*TO DO*.
Reproduce every line of the data below, from the line containing "Objective — one point on each instance of the catcher's mitt" through the end of the data, both included, keeping all wording unchanged except that each coordinate in the answers is raised by 119.

*Stored items*.
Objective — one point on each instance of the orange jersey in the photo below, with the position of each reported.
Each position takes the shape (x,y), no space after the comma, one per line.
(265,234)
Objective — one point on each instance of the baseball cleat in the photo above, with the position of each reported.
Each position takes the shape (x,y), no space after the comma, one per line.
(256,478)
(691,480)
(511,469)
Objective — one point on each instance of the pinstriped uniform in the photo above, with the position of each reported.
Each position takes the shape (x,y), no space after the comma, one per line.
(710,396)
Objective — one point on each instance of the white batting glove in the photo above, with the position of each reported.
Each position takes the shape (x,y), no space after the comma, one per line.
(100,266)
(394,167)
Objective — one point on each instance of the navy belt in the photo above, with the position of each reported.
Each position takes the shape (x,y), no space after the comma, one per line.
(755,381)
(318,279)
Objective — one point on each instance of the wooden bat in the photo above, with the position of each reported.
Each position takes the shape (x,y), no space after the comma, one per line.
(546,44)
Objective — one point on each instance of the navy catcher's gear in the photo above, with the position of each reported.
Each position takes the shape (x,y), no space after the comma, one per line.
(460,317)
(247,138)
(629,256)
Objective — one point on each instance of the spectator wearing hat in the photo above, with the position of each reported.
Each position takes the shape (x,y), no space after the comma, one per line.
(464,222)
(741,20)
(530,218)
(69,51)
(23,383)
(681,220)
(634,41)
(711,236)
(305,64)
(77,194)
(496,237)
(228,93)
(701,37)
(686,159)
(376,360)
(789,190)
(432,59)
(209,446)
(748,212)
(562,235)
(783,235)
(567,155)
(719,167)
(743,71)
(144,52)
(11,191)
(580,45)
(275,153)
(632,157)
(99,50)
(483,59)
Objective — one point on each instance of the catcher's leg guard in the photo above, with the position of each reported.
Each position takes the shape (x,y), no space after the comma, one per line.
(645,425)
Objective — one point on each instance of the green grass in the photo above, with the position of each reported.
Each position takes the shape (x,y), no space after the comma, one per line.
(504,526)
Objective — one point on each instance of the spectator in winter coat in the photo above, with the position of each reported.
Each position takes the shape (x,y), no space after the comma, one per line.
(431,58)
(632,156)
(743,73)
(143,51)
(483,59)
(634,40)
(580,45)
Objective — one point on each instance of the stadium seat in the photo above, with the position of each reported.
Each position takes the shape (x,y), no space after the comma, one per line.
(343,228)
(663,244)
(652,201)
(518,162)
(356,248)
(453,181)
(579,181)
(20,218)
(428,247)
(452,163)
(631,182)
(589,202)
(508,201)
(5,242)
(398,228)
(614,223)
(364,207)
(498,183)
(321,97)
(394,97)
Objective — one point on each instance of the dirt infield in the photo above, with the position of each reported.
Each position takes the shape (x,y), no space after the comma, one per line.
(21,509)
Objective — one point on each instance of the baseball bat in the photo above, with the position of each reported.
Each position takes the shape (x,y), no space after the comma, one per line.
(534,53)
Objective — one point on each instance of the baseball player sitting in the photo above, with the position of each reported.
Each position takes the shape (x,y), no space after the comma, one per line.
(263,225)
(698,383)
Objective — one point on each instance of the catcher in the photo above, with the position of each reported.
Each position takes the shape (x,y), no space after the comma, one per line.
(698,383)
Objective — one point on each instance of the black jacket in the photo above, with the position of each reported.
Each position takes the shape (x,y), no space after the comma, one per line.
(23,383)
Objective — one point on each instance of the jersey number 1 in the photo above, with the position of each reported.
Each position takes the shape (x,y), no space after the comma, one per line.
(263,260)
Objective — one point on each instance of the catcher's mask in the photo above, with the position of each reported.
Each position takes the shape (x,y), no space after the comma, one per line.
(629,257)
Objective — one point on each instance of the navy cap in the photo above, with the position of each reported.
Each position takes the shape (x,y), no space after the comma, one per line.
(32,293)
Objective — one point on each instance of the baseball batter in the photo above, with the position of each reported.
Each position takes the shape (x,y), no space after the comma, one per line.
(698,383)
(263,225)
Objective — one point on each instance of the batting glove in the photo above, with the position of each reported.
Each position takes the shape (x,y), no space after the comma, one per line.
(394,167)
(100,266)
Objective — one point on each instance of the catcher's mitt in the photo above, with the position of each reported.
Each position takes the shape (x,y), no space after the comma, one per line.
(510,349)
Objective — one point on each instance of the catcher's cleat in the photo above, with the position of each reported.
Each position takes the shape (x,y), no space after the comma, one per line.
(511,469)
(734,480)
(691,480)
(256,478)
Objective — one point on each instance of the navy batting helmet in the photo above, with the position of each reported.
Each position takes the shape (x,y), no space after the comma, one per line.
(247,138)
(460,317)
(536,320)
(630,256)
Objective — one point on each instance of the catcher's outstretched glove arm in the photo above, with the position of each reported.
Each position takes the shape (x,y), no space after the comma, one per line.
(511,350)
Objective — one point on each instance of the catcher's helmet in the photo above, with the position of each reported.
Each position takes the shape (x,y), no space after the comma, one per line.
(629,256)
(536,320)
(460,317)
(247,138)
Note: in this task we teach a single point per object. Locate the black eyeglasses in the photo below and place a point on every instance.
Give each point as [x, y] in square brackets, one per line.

*RESULT*.
Objective — one point on each instance of the catcher's mitt in the photo above, with the position of each reported.
Each position takes the shape (x,y), no space after the comma, one per line.
(629,468)
Objective — one point on each instance of the catcher's cleat in the photo above, with the position of each reported.
Each position takes the shape (x,y), no space after the comma, one per line.
(630,588)
(853,599)
(810,599)
(375,597)
Objective — one point on each instance of the navy batting helmet in the photo above, with the position of each reported.
Each position takes the shape (x,y), no space after the comma, one per line.
(366,257)
(579,436)
(655,439)
(749,375)
Objective — one point on each instance of the catcher's outstretched glove arm in the photo above, with the position of each reported.
Each position takes the shape (x,y), no space after the comma, one per line.
(630,469)
Objective — one point on each instance of the catcher's helmet in the photo above, with the position of each reported.
Each position takes the shape (x,y), no space after the comma, one per line.
(748,375)
(655,439)
(579,436)
(366,257)
Note: in this task we teach a single point per object. Locate the black eyeglasses in the photo below and place a point on every instance.
Give each point as [x, y] in square brackets, one per line.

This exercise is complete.